→ **Exercise prompt**
Each line in the listing is to be restated exactly.
Segment Start: Extracted information
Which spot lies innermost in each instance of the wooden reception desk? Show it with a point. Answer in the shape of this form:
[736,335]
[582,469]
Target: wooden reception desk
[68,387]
Segment End: Extracted information
→ **Exercise result**
Which spot lies innermost in each instance of the wooden reception desk? Show it with a point. Answer in the shape of this form:
[736,335]
[582,469]
Target: wooden reception desk
[68,387]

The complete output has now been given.